▸ **ЗАДАНИЕ**: Переведите на английский язык предложение из текста о «Ночном дозоре»: «В 1642 году была написана картина Рембрандта "Ночной дозор".»

▸ **ТЕКСТОВЫЙ ФРАГМЕНТ**:
Еще мы видим, как в сказочном обиталище легендарного Монтесиноса  седой старик из древних времен вспоминает о том, как он занимался засолкой рыцарского сердца, этой  пародии на государственную реликвию, да еще  прекрасная дама разгуливает с синяками под глазами, а другая дама пытается заложить «совсем еще новую юбку» (иначе говоря, обноски). Ничего себе сказочный дворец.  Ничего себе национальный эпос, средоточие высоких идей и ценностей. Скорее похоже на цыганский табор.
Написать такое и прочитать такое с пониманием -- вот наслаждение, вот история поражения человека, запечатленная языком свободы, победы и триумфа.

1

 

Рембрандт и «Ночной дозор»


В 1642 году была написана картина Рембрандта "Ночной дозор". Имел место  типично голландский и довольно-таки прозаический заказ. Шестнадцать офицеров из городского отряда самообороны (это один из двух главных видов тогдашней голландской армии наряду с наемниками)  сложились в равных долях, чтобы Рембрандт запечатлел их в групповом портрете. Они, скорее всего, ожидали чего-то по своим меркам и запросам: чтобы костюмы были пышные и богатые, лица мужественные и оживленные,  видные и узнаваемые. Ничего более того они, по всей видимости, не требовали. То есть прямого требования не было.
В подтексте заказа очевидным образом наличествует «приглашение полюбоваться на успех». Видные граждане богатого города самой динамичной и процветающей страны тогдашней Европы желали того, чтобы художник показал бы их реальные и узнаваемые  физиономии и достойное уважения национальное и социальное естество.
Рембрандт написал картину скорее для себя, чем для  заказчиков. Он создал драматическую сцену довольно необычного и загадочного вида. Это первый в истории образец группового портрета, в котором люди не позируют, а принимают участие в некотором событии, делают общее дело. Считается, что мастер дал в своем шедевре один из высших образцов художественного человековедения Нового времени. То есть мы сегодня можем увидеть в «Ночном дозоре» такие достоинства. Современники их не требовали и не ожидали, а заказчики не заказывали.
На картине --  беспорядок и суета, люди выбегают из городских ворот,  то ли собираясь по тревоге в точке сбора, то ли отправляясь в  поход, чтобы сразиться с врагом. Обычно предполагается, что этим  врагом были испанские отряды католического короля Филиппа IV. Это предположение неверно, но об этом позже.

▸ **ИСХОДНЫЕ ДАННЫЕ**:
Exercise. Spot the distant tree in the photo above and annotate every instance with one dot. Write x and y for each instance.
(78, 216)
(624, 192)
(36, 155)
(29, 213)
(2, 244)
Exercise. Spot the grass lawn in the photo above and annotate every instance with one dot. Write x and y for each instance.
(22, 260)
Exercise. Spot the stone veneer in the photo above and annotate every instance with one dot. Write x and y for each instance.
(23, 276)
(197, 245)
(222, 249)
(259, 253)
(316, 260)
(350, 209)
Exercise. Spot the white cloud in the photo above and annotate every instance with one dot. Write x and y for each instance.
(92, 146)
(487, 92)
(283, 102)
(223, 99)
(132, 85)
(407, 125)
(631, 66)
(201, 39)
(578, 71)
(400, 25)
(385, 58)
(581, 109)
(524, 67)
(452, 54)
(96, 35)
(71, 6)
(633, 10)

▸ **ОТВЕТ**: Rembrandt's painting "The Night Watch" was painted in 1642.